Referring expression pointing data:
■ ■ ■ ■

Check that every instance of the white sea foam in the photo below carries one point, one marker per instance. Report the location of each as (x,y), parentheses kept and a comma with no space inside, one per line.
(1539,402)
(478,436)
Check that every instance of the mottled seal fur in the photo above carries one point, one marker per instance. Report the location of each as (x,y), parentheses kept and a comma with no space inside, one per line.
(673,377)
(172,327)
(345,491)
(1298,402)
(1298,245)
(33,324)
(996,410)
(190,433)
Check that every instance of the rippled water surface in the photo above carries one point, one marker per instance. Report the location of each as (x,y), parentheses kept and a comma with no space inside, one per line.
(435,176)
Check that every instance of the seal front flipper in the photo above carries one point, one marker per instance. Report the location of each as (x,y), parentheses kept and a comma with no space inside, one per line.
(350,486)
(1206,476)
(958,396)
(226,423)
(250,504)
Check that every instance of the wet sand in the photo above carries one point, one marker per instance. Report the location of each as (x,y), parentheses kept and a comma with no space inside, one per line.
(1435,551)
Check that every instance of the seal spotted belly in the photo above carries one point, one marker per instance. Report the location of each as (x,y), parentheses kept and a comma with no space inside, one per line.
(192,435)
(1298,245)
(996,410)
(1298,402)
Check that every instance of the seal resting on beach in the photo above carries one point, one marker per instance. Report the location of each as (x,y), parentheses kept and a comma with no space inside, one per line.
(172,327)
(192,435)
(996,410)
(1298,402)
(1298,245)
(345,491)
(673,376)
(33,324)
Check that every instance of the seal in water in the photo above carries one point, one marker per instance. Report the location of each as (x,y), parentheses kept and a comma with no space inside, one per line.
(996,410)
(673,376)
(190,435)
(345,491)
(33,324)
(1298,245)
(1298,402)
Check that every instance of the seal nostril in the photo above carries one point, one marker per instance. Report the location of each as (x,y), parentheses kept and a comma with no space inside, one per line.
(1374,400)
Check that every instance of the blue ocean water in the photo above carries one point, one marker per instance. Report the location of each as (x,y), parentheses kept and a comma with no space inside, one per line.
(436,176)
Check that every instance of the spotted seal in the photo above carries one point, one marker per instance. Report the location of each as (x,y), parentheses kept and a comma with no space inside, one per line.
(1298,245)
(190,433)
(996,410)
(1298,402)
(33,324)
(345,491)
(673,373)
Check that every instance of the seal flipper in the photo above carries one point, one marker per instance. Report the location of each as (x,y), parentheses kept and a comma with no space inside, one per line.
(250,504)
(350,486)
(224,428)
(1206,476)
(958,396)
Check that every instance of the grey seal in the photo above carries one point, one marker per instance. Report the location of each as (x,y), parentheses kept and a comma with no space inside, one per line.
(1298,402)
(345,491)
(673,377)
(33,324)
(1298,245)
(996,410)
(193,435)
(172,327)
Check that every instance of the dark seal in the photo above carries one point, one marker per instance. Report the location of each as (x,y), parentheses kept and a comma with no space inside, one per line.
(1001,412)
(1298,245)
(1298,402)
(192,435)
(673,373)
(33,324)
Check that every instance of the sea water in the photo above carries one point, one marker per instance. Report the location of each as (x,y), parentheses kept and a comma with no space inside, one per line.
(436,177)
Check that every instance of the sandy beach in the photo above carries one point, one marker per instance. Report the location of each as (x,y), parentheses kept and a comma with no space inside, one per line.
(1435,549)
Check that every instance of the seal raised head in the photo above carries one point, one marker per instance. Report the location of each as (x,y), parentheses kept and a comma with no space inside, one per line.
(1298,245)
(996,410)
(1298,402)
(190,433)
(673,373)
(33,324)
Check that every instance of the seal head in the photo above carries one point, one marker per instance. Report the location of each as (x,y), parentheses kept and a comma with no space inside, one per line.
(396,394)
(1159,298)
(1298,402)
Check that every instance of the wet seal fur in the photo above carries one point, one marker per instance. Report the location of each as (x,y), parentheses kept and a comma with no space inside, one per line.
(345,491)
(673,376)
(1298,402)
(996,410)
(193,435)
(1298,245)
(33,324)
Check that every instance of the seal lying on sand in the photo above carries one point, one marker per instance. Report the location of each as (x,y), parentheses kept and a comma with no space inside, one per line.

■ ■ ■ ■

PROBLEM TO SOLVE — Take the entries above and repeat them verbatim.

RESPONSE FOR THIS EXERCISE —
Check that every instance of the white sea foam in the photo below carries one point, one marker per instance. Report the location of each as (x,y), parentheses kept and a comma with no space inside, one per line.
(1539,402)
(478,436)
Check that every instance of the mottled seal fur in the photo above carries one point, one marker per instance. Report the location of each as (x,y), parentheses kept and a comma with no space inside, one per line.
(673,377)
(172,327)
(345,491)
(1298,402)
(1298,245)
(33,324)
(996,410)
(190,433)
Check that every instance of the rippled water surface in the photo above carries one point, one marker per instance. Report the location of each as (x,y), parentheses kept and a comma with no space inside, one per line.
(435,176)
Check that every instance of the seal front flipper in the photo above carries one point, one marker per instance. Report the location of each as (x,y), parentheses kept and a comma with no space inside, one per line.
(350,486)
(1206,476)
(958,396)
(226,423)
(250,504)
Check that every instance of the wet sand in the photo above carries one point, one marker per instance. Report the location of each as (x,y), parentheses kept and a comma with no space inside, one per line.
(1435,551)
Check that every instance of the seal spotted belly in the photo above carries one point, one marker per instance. Report the location of each as (x,y), parentheses kept and a comma with no space inside, one per line.
(192,435)
(1298,245)
(996,410)
(1298,402)
Check that every instance of the seal resting on beach in the photo above carries one point, one marker per instance. Report the location of each as (x,y), parentheses kept and a comma with no space inside, one per line.
(172,327)
(192,435)
(996,410)
(1298,402)
(1298,245)
(345,491)
(673,376)
(33,324)
Check that every instance of the seal in water in the photo above carries one point, one marker per instance. Report the location of each as (x,y), parentheses kept and a comma with no space inside, one per line.
(996,410)
(673,376)
(190,435)
(345,491)
(33,324)
(1298,245)
(1298,402)
Check that every instance of the seal nostril in the photo above carries one point, one marker per instance. Report the location of each as (x,y), parentheses kept and a comma with no space inside, one per line.
(1374,400)
Check that every instance of the blue ocean water in the photo above carries one point, one marker per instance. Report the location of each as (x,y), parentheses kept and a comma with no space inside, one per line.
(436,176)
Check that every instance of the spotted seal in the photo above carries one point, one marker per instance. Report the location of each as (x,y), parentheses kept and a comma with no space inside, one per line.
(1298,245)
(190,433)
(996,410)
(1298,402)
(33,324)
(345,491)
(673,373)
Check that every instance of the seal flipper in the photo above carries one point, one marker per instance. Report the location of each as (x,y), parentheses kept and a comma with no space inside, one per line.
(250,504)
(350,486)
(224,428)
(1206,476)
(958,396)
Check that every instance of the grey seal in the photo above carries one point, one marker per instance. Report the location of each as (x,y), parentheses kept and a comma with no space inside, one per line.
(1298,402)
(345,491)
(673,377)
(33,324)
(1298,245)
(996,410)
(193,435)
(172,327)
Check that every instance of the dark seal in the photo above carries one point, one marker per instance. Report the location of each as (x,y), parentheses kept and a comma with no space inside, one per line.
(1001,412)
(1298,245)
(1298,402)
(192,435)
(673,373)
(33,324)
Check that every instance of the sea water in the photo above carries one point, one marker per instance. Report the location of each as (x,y), parentheses kept and a comma with no space inside, one per line.
(436,177)
Check that every instance of the sandy beach in the photo above carries one point, one marker per instance. Report the location of each as (x,y), parentheses kept and a comma with no space inside, one per line.
(1435,549)
Check that every instance of the seal raised head in the photo above carries one point, one marker per instance. Report the location of each as (x,y), parentheses kept and a comma with no space inside, one per line.
(1298,245)
(996,410)
(1298,402)
(190,433)
(673,373)
(33,324)
Check that every instance of the seal head in the photo above carries one point, one marker per instance. Report the location of each as (x,y), parentheses kept and a comma with no space inside, one per line.
(396,394)
(1159,298)
(1298,402)
Check that every instance of the wet seal fur in the photo above carries one point, one marker per instance. Report the location of each as (x,y), parentheses kept and a comma with no space inside, one per line.
(345,491)
(673,376)
(1298,402)
(996,410)
(193,435)
(1298,245)
(33,324)
Check that every instance of the seal lying on sand in the photo above carries one point, one marker per instance. Report the location of each as (x,y), parentheses kept and a comma with no space inside, one per line.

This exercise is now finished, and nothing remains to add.